(Point-based annotation data)
#####
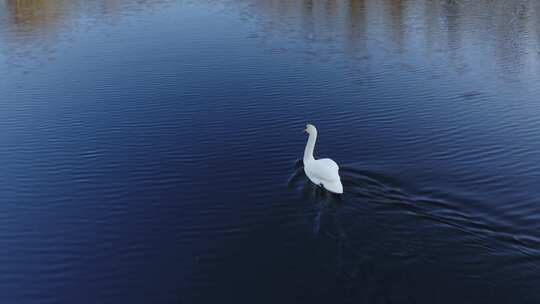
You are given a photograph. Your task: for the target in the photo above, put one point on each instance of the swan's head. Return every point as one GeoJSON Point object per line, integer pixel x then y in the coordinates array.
{"type": "Point", "coordinates": [310, 129]}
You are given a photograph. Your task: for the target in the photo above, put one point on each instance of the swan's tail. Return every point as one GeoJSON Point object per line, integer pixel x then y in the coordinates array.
{"type": "Point", "coordinates": [335, 187]}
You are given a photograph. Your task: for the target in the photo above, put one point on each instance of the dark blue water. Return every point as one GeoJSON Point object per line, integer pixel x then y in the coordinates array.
{"type": "Point", "coordinates": [150, 151]}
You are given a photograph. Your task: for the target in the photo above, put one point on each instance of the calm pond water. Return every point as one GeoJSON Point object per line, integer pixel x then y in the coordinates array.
{"type": "Point", "coordinates": [150, 151]}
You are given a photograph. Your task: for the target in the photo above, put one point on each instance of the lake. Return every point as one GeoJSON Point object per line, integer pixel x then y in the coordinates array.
{"type": "Point", "coordinates": [151, 151]}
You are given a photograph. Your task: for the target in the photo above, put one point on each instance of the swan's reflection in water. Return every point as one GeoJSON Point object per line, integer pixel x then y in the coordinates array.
{"type": "Point", "coordinates": [324, 220]}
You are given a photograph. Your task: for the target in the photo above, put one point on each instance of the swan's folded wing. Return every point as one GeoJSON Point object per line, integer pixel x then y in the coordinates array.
{"type": "Point", "coordinates": [325, 169]}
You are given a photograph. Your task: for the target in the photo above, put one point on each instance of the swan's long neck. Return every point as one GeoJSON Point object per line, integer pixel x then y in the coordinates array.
{"type": "Point", "coordinates": [310, 146]}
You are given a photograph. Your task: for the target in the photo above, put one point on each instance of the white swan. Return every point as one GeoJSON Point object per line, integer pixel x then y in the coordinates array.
{"type": "Point", "coordinates": [322, 172]}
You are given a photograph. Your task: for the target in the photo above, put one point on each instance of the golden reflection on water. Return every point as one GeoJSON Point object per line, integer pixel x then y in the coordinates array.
{"type": "Point", "coordinates": [509, 31]}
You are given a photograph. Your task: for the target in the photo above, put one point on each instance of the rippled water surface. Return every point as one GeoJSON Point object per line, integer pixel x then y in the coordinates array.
{"type": "Point", "coordinates": [150, 151]}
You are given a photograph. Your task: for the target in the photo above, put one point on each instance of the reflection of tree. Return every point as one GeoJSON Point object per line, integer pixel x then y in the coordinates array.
{"type": "Point", "coordinates": [35, 13]}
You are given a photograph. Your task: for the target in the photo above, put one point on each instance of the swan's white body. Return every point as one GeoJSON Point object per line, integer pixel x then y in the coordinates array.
{"type": "Point", "coordinates": [322, 172]}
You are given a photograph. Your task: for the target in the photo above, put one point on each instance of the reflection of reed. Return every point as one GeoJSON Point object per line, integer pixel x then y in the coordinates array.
{"type": "Point", "coordinates": [35, 13]}
{"type": "Point", "coordinates": [507, 30]}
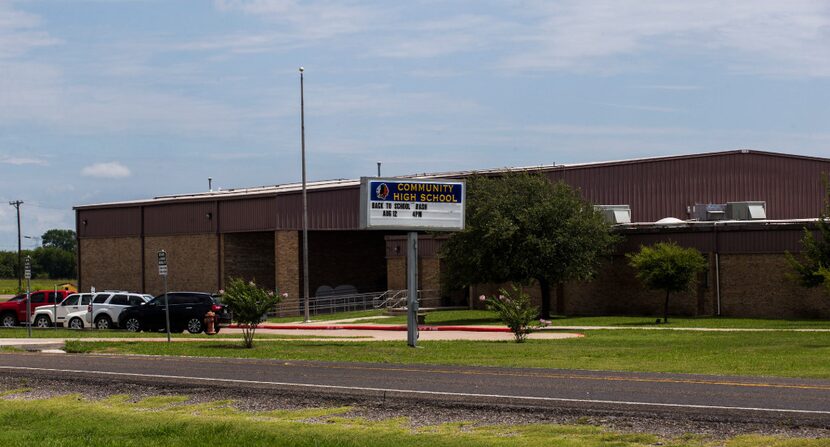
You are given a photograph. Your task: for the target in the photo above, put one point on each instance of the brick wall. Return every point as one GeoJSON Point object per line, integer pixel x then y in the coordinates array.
{"type": "Point", "coordinates": [287, 265]}
{"type": "Point", "coordinates": [347, 258]}
{"type": "Point", "coordinates": [249, 256]}
{"type": "Point", "coordinates": [757, 286]}
{"type": "Point", "coordinates": [111, 263]}
{"type": "Point", "coordinates": [191, 259]}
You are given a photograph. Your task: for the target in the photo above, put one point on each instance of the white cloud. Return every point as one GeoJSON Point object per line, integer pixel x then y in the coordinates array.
{"type": "Point", "coordinates": [111, 169]}
{"type": "Point", "coordinates": [768, 37]}
{"type": "Point", "coordinates": [18, 161]}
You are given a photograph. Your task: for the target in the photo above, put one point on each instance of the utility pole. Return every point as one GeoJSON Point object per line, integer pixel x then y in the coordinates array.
{"type": "Point", "coordinates": [306, 317]}
{"type": "Point", "coordinates": [17, 204]}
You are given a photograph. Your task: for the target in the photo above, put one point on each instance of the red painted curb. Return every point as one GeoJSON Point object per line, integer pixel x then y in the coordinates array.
{"type": "Point", "coordinates": [372, 327]}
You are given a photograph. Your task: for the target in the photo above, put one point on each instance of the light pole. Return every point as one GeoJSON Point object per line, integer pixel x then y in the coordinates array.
{"type": "Point", "coordinates": [17, 204]}
{"type": "Point", "coordinates": [305, 204]}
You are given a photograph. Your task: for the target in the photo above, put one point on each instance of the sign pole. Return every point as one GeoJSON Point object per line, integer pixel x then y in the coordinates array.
{"type": "Point", "coordinates": [28, 274]}
{"type": "Point", "coordinates": [162, 256]}
{"type": "Point", "coordinates": [412, 295]}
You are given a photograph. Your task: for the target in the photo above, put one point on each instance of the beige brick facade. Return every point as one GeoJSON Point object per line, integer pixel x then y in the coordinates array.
{"type": "Point", "coordinates": [192, 263]}
{"type": "Point", "coordinates": [287, 265]}
{"type": "Point", "coordinates": [110, 263]}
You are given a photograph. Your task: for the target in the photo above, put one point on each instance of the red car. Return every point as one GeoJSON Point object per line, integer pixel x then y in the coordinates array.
{"type": "Point", "coordinates": [13, 311]}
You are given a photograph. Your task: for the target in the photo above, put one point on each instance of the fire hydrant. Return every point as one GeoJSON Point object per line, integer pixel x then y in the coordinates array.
{"type": "Point", "coordinates": [210, 322]}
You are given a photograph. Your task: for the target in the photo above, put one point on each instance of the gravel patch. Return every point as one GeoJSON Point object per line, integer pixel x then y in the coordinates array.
{"type": "Point", "coordinates": [419, 413]}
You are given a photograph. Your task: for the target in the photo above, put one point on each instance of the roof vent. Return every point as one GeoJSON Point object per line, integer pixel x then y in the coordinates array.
{"type": "Point", "coordinates": [708, 211]}
{"type": "Point", "coordinates": [670, 222]}
{"type": "Point", "coordinates": [746, 210]}
{"type": "Point", "coordinates": [615, 214]}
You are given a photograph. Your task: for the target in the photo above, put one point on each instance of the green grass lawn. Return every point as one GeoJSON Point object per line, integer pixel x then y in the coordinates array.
{"type": "Point", "coordinates": [171, 421]}
{"type": "Point", "coordinates": [9, 286]}
{"type": "Point", "coordinates": [785, 354]}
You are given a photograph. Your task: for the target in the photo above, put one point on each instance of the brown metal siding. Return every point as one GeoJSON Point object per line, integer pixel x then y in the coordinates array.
{"type": "Point", "coordinates": [327, 210]}
{"type": "Point", "coordinates": [664, 188]}
{"type": "Point", "coordinates": [109, 222]}
{"type": "Point", "coordinates": [258, 214]}
{"type": "Point", "coordinates": [183, 218]}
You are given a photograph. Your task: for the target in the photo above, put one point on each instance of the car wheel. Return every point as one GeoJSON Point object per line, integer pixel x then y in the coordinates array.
{"type": "Point", "coordinates": [132, 325]}
{"type": "Point", "coordinates": [103, 322]}
{"type": "Point", "coordinates": [194, 325]}
{"type": "Point", "coordinates": [76, 323]}
{"type": "Point", "coordinates": [42, 321]}
{"type": "Point", "coordinates": [9, 319]}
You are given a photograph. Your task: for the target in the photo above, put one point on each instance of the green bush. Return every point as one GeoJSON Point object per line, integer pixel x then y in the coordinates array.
{"type": "Point", "coordinates": [249, 303]}
{"type": "Point", "coordinates": [515, 311]}
{"type": "Point", "coordinates": [667, 266]}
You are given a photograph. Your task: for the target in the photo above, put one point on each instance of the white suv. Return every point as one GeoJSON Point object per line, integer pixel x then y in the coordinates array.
{"type": "Point", "coordinates": [44, 316]}
{"type": "Point", "coordinates": [105, 308]}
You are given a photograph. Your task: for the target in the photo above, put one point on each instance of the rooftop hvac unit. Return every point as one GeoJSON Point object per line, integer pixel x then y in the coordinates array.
{"type": "Point", "coordinates": [746, 210]}
{"type": "Point", "coordinates": [709, 211]}
{"type": "Point", "coordinates": [615, 214]}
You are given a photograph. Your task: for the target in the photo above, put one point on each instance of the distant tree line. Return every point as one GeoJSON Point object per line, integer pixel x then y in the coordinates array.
{"type": "Point", "coordinates": [55, 259]}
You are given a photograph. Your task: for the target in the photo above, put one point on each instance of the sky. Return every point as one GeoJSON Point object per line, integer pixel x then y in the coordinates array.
{"type": "Point", "coordinates": [112, 100]}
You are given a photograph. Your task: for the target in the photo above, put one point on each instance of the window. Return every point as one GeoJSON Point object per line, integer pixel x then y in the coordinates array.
{"type": "Point", "coordinates": [757, 212]}
{"type": "Point", "coordinates": [119, 300]}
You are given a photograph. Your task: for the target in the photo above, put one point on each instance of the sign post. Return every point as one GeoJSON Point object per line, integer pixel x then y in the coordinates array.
{"type": "Point", "coordinates": [162, 256]}
{"type": "Point", "coordinates": [27, 273]}
{"type": "Point", "coordinates": [412, 205]}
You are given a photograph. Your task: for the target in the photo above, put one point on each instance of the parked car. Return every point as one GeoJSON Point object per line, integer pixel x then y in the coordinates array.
{"type": "Point", "coordinates": [106, 307]}
{"type": "Point", "coordinates": [187, 312]}
{"type": "Point", "coordinates": [13, 311]}
{"type": "Point", "coordinates": [75, 320]}
{"type": "Point", "coordinates": [44, 316]}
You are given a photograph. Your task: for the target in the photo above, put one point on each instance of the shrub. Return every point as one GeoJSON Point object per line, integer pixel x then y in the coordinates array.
{"type": "Point", "coordinates": [514, 310]}
{"type": "Point", "coordinates": [249, 304]}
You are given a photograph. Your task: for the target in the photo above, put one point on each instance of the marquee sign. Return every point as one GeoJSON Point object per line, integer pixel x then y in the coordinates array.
{"type": "Point", "coordinates": [402, 204]}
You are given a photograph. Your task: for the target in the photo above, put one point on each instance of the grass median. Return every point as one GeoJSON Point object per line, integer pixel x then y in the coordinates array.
{"type": "Point", "coordinates": [172, 421]}
{"type": "Point", "coordinates": [114, 333]}
{"type": "Point", "coordinates": [783, 354]}
{"type": "Point", "coordinates": [484, 317]}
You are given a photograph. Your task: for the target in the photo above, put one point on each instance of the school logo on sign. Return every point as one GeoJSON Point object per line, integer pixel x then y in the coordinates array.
{"type": "Point", "coordinates": [382, 191]}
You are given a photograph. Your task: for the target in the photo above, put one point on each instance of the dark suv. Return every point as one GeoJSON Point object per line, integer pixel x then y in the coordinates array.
{"type": "Point", "coordinates": [187, 311]}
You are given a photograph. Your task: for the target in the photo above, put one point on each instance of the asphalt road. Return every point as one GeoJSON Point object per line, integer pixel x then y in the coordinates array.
{"type": "Point", "coordinates": [733, 398]}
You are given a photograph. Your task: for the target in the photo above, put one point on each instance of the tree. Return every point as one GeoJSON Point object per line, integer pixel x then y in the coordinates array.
{"type": "Point", "coordinates": [521, 228]}
{"type": "Point", "coordinates": [249, 304]}
{"type": "Point", "coordinates": [816, 256]}
{"type": "Point", "coordinates": [62, 239]}
{"type": "Point", "coordinates": [55, 262]}
{"type": "Point", "coordinates": [667, 266]}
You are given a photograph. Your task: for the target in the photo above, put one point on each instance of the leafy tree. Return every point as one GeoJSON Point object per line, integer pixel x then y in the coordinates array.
#####
- _TASK GOAL_: Quote, without any change, each line from the one that contains "of the tree." through the end of the material.

- _TASK SOLUTION_:
You are given a photograph. Your task: for the target in the photo above, put one point on each instance of the tree. Return every point as one GeoJSON Point object per line, integer pixel x then y in the coordinates array.
{"type": "Point", "coordinates": [521, 228]}
{"type": "Point", "coordinates": [249, 304]}
{"type": "Point", "coordinates": [816, 256]}
{"type": "Point", "coordinates": [62, 239]}
{"type": "Point", "coordinates": [55, 262]}
{"type": "Point", "coordinates": [667, 266]}
You are given a photograph. Your task: for the target in the photo above, put one point on each instance of the leafy tree. Return every point as one GeoJSON Point object per line, integer pixel x then y in the coordinates array.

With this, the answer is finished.